I think it is Burns who said:
- "Some books are lies frae end to end,
- And some great lies were never penned."
And you will find that in every historical
work there can be found chance for criticism, and unauthentic
statements claimed, such as might be raised against this
publication. It would defeat the object of the bill to adopt
any such amendment.
On the subject of distributing half a million
dollars among numerous Sectarian Indian Schools, so one should not
overreach another, his words were brief but comprehensive,
condemnatory of sectarian aggressiveness, and a slight reminder of
New England's volunteer sympathy and counsel "at long range."

RECORDS SUPPLIED -

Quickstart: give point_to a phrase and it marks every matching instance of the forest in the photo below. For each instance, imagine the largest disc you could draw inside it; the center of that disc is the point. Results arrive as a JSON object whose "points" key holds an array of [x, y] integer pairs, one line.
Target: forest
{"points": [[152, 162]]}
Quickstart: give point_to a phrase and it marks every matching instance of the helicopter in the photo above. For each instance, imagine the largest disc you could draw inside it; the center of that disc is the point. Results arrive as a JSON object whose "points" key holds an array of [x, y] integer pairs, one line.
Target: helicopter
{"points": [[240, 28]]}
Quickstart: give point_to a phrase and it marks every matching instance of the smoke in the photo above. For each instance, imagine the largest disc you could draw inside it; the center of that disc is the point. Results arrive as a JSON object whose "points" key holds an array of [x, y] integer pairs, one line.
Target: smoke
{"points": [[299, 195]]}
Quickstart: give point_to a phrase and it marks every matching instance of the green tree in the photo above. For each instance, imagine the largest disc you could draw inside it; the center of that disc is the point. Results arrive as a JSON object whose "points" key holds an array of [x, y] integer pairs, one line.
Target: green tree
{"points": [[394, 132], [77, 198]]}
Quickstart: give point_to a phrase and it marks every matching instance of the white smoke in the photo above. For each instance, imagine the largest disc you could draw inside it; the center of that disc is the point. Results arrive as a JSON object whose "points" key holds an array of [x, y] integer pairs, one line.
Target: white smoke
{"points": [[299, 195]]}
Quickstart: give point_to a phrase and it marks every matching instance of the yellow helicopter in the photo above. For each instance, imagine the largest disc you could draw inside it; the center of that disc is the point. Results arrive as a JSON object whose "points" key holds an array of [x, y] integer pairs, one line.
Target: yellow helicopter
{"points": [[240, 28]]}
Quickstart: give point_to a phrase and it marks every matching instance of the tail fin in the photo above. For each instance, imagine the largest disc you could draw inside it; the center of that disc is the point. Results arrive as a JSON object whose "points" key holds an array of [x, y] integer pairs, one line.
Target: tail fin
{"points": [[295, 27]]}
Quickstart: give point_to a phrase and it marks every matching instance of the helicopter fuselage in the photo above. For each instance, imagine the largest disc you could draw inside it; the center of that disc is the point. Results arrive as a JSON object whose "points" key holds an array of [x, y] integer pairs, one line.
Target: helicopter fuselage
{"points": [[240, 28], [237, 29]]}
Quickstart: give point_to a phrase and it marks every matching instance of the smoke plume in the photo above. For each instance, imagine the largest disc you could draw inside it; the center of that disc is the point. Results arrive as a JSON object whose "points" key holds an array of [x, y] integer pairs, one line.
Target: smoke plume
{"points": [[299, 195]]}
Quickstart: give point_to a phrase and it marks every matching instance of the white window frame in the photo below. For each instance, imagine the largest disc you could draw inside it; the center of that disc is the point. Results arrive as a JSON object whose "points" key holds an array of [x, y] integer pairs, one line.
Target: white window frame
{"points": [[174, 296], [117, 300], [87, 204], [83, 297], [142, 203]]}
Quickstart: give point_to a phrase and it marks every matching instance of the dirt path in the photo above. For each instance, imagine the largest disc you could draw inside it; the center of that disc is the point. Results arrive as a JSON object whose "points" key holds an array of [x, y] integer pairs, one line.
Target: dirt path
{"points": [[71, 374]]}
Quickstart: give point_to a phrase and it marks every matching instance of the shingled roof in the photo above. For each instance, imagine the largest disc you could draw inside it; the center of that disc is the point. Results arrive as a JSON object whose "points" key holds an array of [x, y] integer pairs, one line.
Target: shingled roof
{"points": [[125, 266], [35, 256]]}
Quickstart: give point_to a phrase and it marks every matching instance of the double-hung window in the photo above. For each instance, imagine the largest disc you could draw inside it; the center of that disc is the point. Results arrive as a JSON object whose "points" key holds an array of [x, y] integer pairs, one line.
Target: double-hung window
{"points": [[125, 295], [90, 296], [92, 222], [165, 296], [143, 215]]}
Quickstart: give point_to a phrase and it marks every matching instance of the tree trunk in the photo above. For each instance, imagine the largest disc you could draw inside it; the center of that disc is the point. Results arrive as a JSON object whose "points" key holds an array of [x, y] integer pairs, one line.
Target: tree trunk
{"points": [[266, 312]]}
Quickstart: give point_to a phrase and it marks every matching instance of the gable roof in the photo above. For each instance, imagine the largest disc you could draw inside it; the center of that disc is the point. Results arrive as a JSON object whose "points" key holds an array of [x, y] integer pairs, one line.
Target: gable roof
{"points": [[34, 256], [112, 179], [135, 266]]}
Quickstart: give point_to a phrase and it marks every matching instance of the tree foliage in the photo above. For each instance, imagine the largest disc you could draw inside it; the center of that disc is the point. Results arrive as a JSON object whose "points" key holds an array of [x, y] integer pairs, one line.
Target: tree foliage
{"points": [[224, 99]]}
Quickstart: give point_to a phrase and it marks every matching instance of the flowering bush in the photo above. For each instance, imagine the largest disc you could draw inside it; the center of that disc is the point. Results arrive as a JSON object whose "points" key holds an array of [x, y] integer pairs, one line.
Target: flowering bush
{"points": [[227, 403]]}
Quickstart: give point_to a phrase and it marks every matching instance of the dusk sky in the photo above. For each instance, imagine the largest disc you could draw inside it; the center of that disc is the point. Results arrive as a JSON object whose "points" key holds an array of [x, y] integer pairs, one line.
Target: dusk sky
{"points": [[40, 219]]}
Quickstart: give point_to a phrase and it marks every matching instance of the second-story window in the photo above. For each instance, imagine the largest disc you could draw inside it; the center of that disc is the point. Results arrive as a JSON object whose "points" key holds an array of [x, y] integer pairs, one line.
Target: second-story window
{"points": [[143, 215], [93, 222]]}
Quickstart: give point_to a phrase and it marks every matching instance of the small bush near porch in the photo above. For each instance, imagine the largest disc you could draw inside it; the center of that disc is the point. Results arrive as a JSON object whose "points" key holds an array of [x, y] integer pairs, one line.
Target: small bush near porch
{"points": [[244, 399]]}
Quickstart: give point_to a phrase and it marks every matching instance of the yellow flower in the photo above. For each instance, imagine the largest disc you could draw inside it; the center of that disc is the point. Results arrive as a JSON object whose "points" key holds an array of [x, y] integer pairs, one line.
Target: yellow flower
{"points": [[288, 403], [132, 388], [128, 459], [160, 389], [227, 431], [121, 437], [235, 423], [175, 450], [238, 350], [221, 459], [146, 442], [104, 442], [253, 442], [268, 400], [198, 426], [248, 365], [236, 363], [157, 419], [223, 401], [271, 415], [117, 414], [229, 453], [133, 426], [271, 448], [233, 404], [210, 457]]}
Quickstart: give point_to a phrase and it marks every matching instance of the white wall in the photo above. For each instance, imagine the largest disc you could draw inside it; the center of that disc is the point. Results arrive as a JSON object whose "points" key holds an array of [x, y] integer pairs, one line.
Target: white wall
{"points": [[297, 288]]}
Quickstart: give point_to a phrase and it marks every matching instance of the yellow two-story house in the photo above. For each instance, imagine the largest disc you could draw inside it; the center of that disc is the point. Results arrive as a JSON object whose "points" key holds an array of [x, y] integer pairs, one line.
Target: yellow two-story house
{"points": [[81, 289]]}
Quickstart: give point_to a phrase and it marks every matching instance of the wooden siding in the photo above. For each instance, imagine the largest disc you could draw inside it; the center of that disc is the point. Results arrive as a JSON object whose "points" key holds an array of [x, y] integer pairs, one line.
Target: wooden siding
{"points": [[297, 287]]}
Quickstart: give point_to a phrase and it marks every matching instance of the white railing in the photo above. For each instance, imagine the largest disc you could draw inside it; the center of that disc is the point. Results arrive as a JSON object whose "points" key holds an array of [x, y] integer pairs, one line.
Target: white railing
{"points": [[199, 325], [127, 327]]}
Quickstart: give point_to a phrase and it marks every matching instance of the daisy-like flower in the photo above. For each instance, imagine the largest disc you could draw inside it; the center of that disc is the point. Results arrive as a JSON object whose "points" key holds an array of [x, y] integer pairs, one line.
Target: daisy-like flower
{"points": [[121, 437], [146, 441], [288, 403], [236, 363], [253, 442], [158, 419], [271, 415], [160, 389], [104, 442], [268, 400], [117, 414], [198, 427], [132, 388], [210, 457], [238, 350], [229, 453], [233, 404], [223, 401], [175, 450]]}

WHAT THIS TASK INVOLVES -
From the passage about the bill and the sectarian Indian schools, write out word for word the part that opens with "I think it is" and closes with "any such amendment.".

EXERCISE RESULT -
I think it is Burns who said:
- "Some books are lies frae end to end,
- And some great lies were never penned."
And you will find that in every historical
work there can be found chance for criticism, and unauthentic
statements claimed, such as might be raised against this
publication. It would defeat the object of the bill to adopt
any such amendment.